PASSAGE:
'''
What Ohio's proposed abortion ban has to do with abortion pill "reversal"

Wednesday, November 24, 2021 blog Share


This legislation has nothing to do with science

Woman looking at phone

We knew this would happen: Texas's SB8, the 6 week abortion ban that can be enforced by citizens, is being mimicked by other states. In Ohio, however, the version on SB8, known as House Bill 480, is more extreme - it's a total abortion ban that would allow anyone who helps an person access an abortion to be taken to court.

HB480 is also known as the 2363 Act (2363 represents the number of abortions performed in the US daily) was introduced by Ohio State Representatives Thomas Hall and Jena Powell. In a November 2021 email to supporters, Reproaction's Senior Research Analyst Kara Mailman pointed out that Powell spoke at Live Action's launch of the campaign, along with David Daleiden, founder of the Center for Medical Progress (CMP), the anti-choice organization responsible for doctoring Planned Parenthood videos and illegally obtaining recordings of National Abortion Federation meetings. (Those videos proved to be fodder for clinic violence, specifically in the November 2015 attack on the Planned Parenthood in Colorado Springs, as well as arson attacks, and a surge in anti-choicers blocking access to clinics.)

CMP also pedals the notion of abortion pill reversal. Mifepristone, one of two drugs used in abortion pills, stops the flow of progesterone to the fetus. Anti-choicers claim that if one supplements their body with high levels of progesterone after taking mifepristone, and doesn't take misoprostol - the second drug, which causes cramping, bleeding, and the expulsion of fetal tissue - then the abortion won't take place. There's no medical evidence to support the abortion pill reversal works, and the idea that people who take abortion pills are suddenly overtaken with panic and regret the moment the medicine passes their lips just doesn't stand up when one looks at what's known about people who have abortions - they seek them with the same, or more, confidence as they would any other medical procedure. (Also, abortion doesn't harm people's mental health, but not being able to access it does.)

With SB8, Texas set a precedent for abortion bans that empower anti-choice citizens to act as vigilantes, and in addition to the threat of being sued, abortion providers are turning away those seeking care every day. As bills like it and HB 480 continue to be replicated, it should be clear that this legislation has nothing to do with science, especially when we see that characters like Powell clearly dwell in the pockets of anti-choice groups like LiveAction and CMP. The dangerous misinformation that these organizations (including crisis pregnancy centers) push becomes mainstream when it's not countered with facts and exposed for what it is.
'''
USING THE INFORMATION:
1. Rewrite the section of the article on Ohio's proposed abortion ban that begins at the words "We knew this" and ends after "taken to court.", replacing "citizens" with "residents".
2. According to the article on Ohio's proposed abortion ban, what does the number in the name "2363 Act" represent?

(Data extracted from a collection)
'''
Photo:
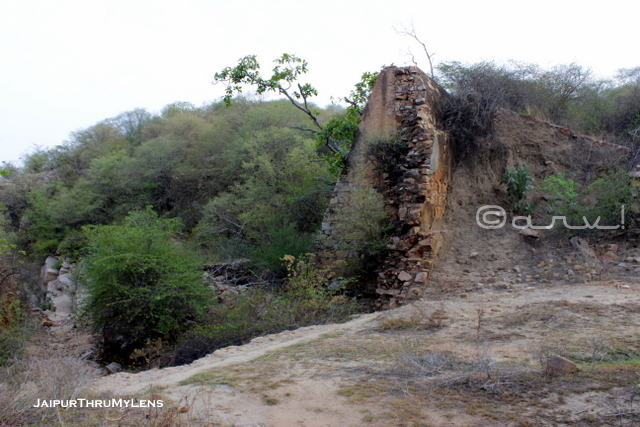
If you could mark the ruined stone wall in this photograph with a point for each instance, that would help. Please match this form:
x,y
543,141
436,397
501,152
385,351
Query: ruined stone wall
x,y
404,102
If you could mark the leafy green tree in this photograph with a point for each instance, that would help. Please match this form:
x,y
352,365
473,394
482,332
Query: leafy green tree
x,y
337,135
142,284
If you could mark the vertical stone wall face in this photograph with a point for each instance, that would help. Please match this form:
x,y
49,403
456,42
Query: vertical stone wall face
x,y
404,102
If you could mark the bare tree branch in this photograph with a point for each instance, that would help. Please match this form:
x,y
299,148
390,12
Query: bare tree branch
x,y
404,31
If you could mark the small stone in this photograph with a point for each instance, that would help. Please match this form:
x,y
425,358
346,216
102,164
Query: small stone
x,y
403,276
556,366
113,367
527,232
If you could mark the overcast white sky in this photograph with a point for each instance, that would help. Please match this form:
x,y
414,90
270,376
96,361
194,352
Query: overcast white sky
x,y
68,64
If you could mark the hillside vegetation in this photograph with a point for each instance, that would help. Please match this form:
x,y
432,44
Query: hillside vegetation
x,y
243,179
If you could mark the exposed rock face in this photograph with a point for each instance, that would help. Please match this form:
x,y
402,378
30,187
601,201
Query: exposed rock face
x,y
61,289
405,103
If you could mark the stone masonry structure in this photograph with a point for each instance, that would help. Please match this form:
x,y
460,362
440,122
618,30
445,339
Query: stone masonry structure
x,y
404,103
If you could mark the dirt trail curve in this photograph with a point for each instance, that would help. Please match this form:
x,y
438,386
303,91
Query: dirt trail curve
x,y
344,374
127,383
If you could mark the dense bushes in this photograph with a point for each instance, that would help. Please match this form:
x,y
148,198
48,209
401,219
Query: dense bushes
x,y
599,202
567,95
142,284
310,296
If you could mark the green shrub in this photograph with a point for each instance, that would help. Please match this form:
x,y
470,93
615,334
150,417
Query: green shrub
'''
SOLUTIONS TO THE TASKS:
1.
We knew this would happen: Texas's SB8, the 6 week abortion ban that can be enforced by residents, is being mimicked by other states. In Ohio, however, the version on SB8, known as House Bill 480, is more extreme - it's a total abortion ban that would allow anyone who helps an person access an abortion to be taken to court.

2. The number of abortions performed in the US daily.